What is expected —
Return the records exactly, with nothing added.

Source data —

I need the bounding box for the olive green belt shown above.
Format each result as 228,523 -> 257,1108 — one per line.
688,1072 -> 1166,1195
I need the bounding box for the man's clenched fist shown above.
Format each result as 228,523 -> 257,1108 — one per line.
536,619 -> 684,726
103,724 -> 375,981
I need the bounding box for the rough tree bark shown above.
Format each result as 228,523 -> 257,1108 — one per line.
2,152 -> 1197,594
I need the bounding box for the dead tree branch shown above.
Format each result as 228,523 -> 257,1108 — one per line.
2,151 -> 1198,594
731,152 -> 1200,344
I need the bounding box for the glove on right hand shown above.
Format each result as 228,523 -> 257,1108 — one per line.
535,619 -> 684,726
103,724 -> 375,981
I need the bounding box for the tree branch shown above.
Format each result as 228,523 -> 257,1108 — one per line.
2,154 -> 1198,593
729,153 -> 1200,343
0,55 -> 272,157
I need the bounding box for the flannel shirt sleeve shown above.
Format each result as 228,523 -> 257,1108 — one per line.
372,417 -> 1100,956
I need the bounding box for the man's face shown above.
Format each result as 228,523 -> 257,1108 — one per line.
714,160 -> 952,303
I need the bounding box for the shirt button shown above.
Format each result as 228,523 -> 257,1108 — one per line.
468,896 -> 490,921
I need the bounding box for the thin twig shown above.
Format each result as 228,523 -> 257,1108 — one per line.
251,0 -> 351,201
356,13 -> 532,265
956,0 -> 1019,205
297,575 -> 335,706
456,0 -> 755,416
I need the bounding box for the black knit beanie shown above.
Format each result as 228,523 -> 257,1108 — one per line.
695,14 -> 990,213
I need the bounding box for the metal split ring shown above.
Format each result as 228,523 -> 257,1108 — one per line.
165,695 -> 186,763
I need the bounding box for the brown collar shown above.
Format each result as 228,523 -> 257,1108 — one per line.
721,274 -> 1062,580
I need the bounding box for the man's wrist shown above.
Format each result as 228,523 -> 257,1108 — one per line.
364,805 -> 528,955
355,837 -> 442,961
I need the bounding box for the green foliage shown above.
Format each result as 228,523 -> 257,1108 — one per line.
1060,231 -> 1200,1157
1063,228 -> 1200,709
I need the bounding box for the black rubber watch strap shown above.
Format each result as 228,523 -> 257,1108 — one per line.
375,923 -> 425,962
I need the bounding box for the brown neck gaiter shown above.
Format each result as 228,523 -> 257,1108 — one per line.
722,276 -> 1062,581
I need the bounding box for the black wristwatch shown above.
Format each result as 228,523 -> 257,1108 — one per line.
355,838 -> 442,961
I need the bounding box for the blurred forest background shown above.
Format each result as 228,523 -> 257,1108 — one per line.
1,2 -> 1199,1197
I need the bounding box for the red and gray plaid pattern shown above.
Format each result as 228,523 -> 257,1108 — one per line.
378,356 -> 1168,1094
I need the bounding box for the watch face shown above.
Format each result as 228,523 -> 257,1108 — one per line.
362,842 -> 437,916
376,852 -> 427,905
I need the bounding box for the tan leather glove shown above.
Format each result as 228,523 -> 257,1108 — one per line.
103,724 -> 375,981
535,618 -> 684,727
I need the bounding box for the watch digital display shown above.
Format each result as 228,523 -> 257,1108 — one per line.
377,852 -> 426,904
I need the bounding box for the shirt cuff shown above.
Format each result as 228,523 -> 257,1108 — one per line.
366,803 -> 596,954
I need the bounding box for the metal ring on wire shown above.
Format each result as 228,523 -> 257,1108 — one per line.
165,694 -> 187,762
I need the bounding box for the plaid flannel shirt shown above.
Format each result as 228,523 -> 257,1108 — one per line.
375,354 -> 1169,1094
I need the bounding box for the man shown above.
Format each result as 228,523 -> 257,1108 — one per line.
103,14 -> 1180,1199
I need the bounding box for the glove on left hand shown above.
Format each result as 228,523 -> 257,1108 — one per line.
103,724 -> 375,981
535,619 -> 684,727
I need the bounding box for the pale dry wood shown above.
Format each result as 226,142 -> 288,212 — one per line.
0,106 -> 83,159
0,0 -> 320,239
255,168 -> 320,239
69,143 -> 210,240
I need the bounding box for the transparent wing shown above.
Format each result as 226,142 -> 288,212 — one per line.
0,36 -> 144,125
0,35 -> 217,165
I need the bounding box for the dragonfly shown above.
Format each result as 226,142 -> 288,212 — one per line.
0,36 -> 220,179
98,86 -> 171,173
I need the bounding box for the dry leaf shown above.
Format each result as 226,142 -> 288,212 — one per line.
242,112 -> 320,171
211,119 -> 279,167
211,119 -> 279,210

Your response —
I need the bounding box for the olive green belt shown above.
Format each result as 228,523 -> 257,1108 — one per line.
688,1072 -> 1166,1195
I need the bounding box for the man's clenched fist shown above.
Format each result as 228,523 -> 257,1108 — one per line.
536,619 -> 684,726
103,724 -> 375,981
I need the bounding box for the rough tree bark shown above.
Format each result as 228,523 -> 257,1108 — one per line.
2,152 -> 1197,594
I need the bounding box for the dead tree branch shown above.
Format each result as 228,523 -> 257,1108 — one per line.
2,151 -> 1198,594
731,152 -> 1200,344
I need the bounding box for the glove on right hand shown above.
Format each result as 228,523 -> 257,1108 — one per line.
535,619 -> 684,726
103,724 -> 375,981
I need the bounding box for the tree branch shown above.
Format each result as 228,523 -> 257,1108 — one per line.
2,154 -> 1198,593
729,153 -> 1200,343
0,55 -> 272,157
I need the bounding box for the flannel shirt sleeve shown above.
Format each result as 228,523 -> 257,1108 — one per line.
372,417 -> 1100,956
I need the bounding box for the man's face shown above.
Format each result as 228,523 -> 257,1108 — one per line.
714,160 -> 952,303
I need the bounding box for the shirt button shown above.
Format each result as 228,523 -> 257,1108 — one per line.
468,896 -> 490,921
I need the bounding box for the thin twig shown above.
Format each result as 228,523 -> 257,1108 — one per line.
251,0 -> 351,201
356,13 -> 532,265
956,0 -> 1019,205
297,575 -> 335,706
456,0 -> 755,416
I need the bounding box for the black knit beanie shown above.
Format each result as 228,523 -> 257,1108 — one per line.
695,14 -> 990,213
I need the bounding box for the metal split ring shown above.
Format each result as 228,523 -> 257,1108 — one per line.
165,695 -> 186,763
I need the bounding box for the brown collar shown above.
Format each result as 228,523 -> 257,1108 — one per line.
721,274 -> 1062,580
I need the bounding box for the man's wrist shown above.
Format each result as 228,523 -> 257,1108 — one per line.
364,805 -> 528,955
355,837 -> 442,961
I need the bounding box for the green foliage shown above.
Format each result as 228,523 -> 257,1108 — one per line.
1060,231 -> 1200,1157
1063,228 -> 1200,709
I need the bounding box for the black rubber watch strap shown above.
Format each result as 228,523 -> 257,1108 — one per line.
375,923 -> 425,962
I need the bounding box for the brown neck gaiter shown above.
Format each result as 228,523 -> 257,1108 — one per line.
722,276 -> 1062,581
I need the bounding box for the black wristwatch shown above.
Format each result as 228,523 -> 257,1108 — one per line.
355,838 -> 442,961
I need the bounding box for the blurred forest background shown above.
Format each result as 228,523 -> 257,1108 — one per line.
1,2 -> 1199,1197
I need the bounding box for the red and gray plaid pattern shown above.
Format each result as 228,523 -> 257,1108 — one per line.
378,356 -> 1168,1094
I need the bounding box for the watch face shown above.
Format each result as 228,523 -> 257,1108 — one per line.
362,842 -> 437,916
376,852 -> 427,905
I need the bounding box for the tan leather glove shown above.
Format each result as 228,523 -> 257,1108 — one per line.
103,724 -> 375,981
535,618 -> 684,727
I need the bounding box for the watch digital display shown above.
Format each result as 228,523 -> 257,1108 — one per line.
377,852 -> 426,904
I need the bounding box for the shirt cuff shown above.
Format each result as 228,523 -> 257,1108 — one per line.
366,803 -> 596,954
I need the bounding box for the metal ring on wire shown above.
Format each result as 228,523 -> 257,1108 — one per line.
165,694 -> 187,762
I need the bounding box for the plaid flannel shirt shown above.
Format each result as 228,523 -> 257,1108 — one per line.
375,354 -> 1169,1094
I need the bounding box for the man shown above.
Format each result as 228,523 -> 257,1108 — one per line.
103,14 -> 1180,1199
I need the bounding box for the glove on left hand shown above.
Format each result as 228,523 -> 257,1108 — one per line.
103,724 -> 375,981
535,619 -> 684,727
I need the bounding box for the pale dry wood shown above.
Format each result as 226,142 -> 288,212 — one per line.
0,106 -> 83,159
0,0 -> 320,239
255,168 -> 320,239
69,143 -> 210,240
I need the bounding box for the transparent wing shown above.
Format each result as 226,142 -> 288,212 — one per line.
0,36 -> 144,125
0,35 -> 217,165
I need the bounding box for the dragonfly shown above.
Format each result as 226,142 -> 288,212 — one per line.
0,36 -> 220,179
98,86 -> 171,173
I need the bounding box for the dry leaf shown above.
Format each result as 226,142 -> 288,212 — one per line.
242,112 -> 320,171
211,119 -> 279,167
211,119 -> 279,210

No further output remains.